__Supplied data__.
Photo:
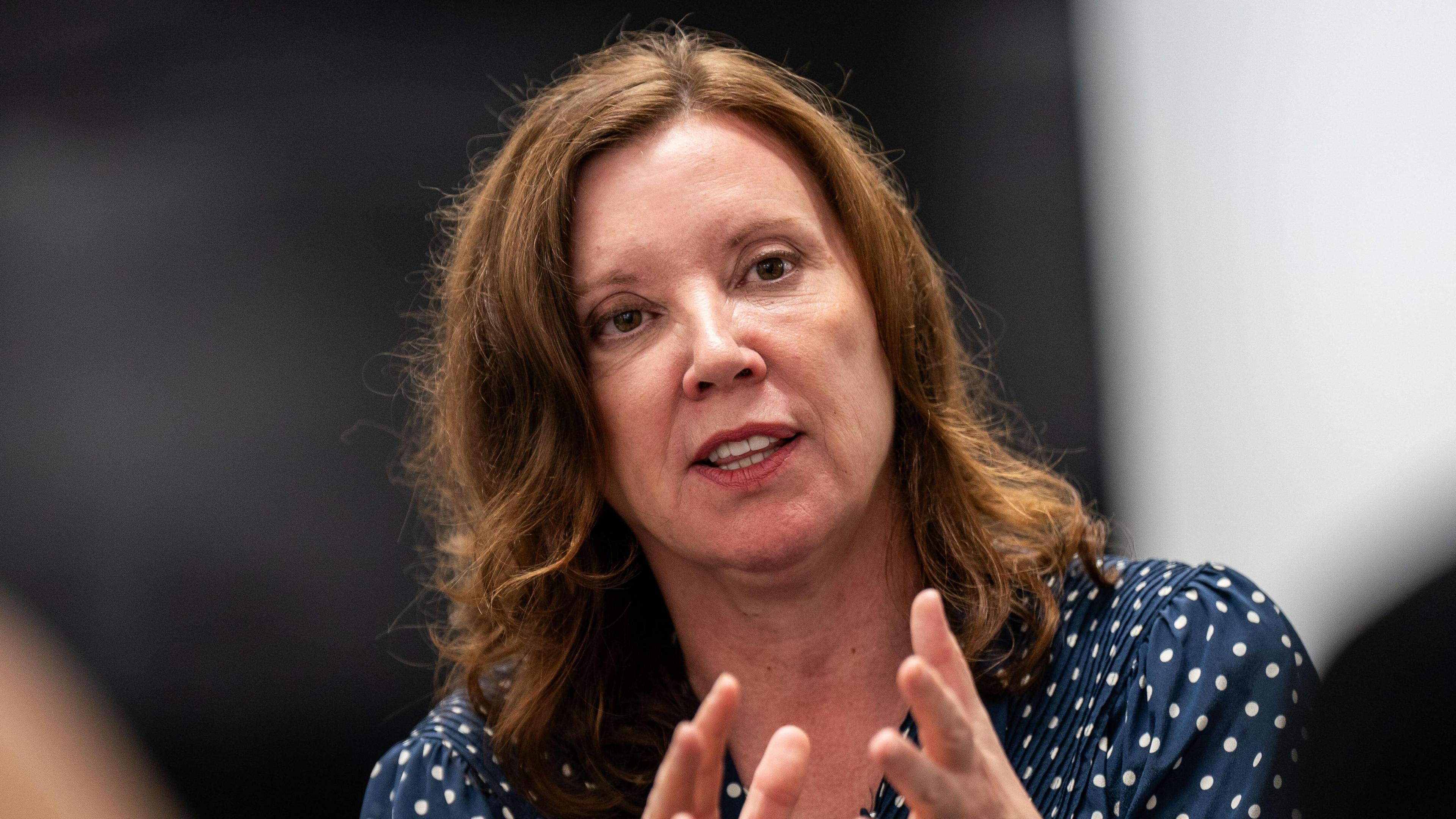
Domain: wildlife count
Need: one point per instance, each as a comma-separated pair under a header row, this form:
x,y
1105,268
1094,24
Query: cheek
---
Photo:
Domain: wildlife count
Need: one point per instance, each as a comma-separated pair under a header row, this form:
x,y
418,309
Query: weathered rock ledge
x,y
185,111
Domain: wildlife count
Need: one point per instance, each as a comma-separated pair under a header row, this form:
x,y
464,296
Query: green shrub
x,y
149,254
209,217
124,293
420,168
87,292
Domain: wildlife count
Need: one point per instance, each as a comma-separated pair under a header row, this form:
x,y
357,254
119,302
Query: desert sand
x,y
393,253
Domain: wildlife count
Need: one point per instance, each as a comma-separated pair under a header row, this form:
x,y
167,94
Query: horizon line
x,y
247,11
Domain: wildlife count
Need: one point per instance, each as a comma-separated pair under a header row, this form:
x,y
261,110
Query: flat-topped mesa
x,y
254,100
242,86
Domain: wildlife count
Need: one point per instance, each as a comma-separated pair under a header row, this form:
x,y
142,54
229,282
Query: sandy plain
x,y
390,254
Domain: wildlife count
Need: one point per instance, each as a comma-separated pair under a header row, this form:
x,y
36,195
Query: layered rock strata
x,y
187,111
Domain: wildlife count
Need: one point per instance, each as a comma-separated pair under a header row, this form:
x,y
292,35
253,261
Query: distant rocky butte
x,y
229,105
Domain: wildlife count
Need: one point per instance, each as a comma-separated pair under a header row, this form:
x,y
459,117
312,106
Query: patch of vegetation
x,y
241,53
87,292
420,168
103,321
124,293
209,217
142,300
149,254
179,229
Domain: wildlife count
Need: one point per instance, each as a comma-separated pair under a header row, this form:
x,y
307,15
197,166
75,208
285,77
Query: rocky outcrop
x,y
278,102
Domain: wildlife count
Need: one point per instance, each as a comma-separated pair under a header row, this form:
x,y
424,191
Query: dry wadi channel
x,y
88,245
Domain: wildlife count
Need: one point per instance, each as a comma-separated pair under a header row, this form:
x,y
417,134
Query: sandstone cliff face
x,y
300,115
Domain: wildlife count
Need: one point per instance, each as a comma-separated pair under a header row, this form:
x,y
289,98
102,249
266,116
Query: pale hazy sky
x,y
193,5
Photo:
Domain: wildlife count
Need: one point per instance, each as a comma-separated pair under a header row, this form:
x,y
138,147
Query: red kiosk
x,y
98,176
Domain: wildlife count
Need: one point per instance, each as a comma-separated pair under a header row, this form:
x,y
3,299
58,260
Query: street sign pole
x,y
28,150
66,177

__What you need to do__. How many lines in the rows above contain the string "rocky"? Case counts. Reply with the number alone.

__Solution to the problem__. 2